_Exercise instructions_
Retype exactly the stretch of lines that begins at the line containing "In the photo above, where can the green" and ends at the last line of the data, with no other lines.

_Task input_
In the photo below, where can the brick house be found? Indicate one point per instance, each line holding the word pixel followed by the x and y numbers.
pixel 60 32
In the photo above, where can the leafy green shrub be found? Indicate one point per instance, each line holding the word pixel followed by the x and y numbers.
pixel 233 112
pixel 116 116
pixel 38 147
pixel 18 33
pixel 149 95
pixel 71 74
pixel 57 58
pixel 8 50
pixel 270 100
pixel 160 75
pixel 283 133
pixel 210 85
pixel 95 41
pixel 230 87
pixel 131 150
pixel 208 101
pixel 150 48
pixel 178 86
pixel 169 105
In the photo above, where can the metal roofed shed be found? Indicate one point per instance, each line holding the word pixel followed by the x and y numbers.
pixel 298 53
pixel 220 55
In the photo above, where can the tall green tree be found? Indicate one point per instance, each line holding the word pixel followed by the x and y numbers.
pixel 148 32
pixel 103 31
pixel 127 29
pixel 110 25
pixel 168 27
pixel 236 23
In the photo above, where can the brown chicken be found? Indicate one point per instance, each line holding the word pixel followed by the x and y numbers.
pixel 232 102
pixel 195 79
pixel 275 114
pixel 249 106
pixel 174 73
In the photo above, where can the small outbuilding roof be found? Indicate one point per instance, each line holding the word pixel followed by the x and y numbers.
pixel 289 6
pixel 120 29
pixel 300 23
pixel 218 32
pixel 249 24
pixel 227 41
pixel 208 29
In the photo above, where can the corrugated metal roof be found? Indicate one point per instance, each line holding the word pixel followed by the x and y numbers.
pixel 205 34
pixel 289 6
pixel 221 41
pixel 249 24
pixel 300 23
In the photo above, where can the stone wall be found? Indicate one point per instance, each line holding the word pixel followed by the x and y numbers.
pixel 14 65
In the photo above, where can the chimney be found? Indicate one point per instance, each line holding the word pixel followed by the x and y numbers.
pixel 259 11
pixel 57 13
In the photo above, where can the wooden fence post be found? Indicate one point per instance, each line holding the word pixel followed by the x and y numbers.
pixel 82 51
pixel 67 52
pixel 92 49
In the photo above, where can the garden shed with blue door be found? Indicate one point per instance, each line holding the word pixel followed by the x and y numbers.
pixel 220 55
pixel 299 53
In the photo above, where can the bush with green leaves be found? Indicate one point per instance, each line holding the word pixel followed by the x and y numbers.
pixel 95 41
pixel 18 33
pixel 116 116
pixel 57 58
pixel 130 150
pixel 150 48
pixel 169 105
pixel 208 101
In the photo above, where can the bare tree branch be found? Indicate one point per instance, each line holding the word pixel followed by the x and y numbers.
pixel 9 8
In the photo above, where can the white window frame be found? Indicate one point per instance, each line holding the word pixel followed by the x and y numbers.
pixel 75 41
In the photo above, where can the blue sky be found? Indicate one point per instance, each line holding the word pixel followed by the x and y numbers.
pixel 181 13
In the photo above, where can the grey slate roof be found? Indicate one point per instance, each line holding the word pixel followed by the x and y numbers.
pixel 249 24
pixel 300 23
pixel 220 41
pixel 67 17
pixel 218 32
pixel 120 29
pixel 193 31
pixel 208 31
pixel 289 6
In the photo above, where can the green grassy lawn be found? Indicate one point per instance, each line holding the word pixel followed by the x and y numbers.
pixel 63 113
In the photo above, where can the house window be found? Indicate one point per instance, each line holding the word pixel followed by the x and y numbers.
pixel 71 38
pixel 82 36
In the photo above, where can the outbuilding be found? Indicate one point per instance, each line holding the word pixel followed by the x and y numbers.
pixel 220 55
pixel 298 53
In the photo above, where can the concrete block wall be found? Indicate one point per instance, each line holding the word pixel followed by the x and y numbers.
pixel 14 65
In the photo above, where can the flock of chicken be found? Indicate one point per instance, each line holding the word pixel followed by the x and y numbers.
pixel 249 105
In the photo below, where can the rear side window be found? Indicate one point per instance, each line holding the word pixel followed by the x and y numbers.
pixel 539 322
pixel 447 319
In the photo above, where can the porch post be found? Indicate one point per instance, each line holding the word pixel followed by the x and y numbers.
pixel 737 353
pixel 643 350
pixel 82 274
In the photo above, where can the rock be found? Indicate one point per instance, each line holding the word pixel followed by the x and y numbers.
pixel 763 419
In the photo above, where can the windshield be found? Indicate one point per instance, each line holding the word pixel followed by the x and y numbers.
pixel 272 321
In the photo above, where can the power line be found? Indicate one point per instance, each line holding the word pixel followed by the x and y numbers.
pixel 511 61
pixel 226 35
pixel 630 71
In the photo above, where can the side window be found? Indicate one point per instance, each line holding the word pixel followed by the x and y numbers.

_Response below_
In the photo above, where can the green grassy lawn be found? Indicate one point per instance, each line holding the word pixel followed by the x and y numbers.
pixel 63 113
In the photo above, where can the house window be found? Indicate one point per instance, each line holding the word pixel followed by the x and y numbers.
pixel 71 38
pixel 82 36
In the photo above, where can the outbuilding be found? Indicate one point per instance, each line holding the word pixel followed by the x and y numbers.
pixel 220 55
pixel 298 53
In the photo above, where can the concrete block wall be found? Indicate one point per instance, each line holding the word pixel followed by the x and y numbers.
pixel 14 65
In the photo above, where can the flock of chicken be found? Indicate one point per instance, each line holding the word pixel followed by the x and y numbers.
pixel 249 105
In the photo below, where can the rear side window be found? Indicate one point per instance, each line holding the word pixel followed by the x and y numbers.
pixel 539 322
pixel 447 319
In the photo above, where can the porch post be found? Indicate one point per instance, each line holding the word pixel followed by the x and y numbers.
pixel 737 353
pixel 643 350
pixel 82 274
In the photo above, where can the rock be found? Indicate one point per instance, each line holding the word pixel followed by the x and y numbers.
pixel 763 419
In the photo above, where can the windshield be found? Indicate one point per instance, each line holding the word pixel followed by the x and y numbers.
pixel 272 321
In the photo above, where can the power line be found? Indicate one point per instance, each line holding the word pixel followed by the x and y numbers.
pixel 511 61
pixel 226 35
pixel 630 71
In the photo above, where can the side window be found? Indicate one point per instance, each line holding the word pixel followed by the x and y numbers.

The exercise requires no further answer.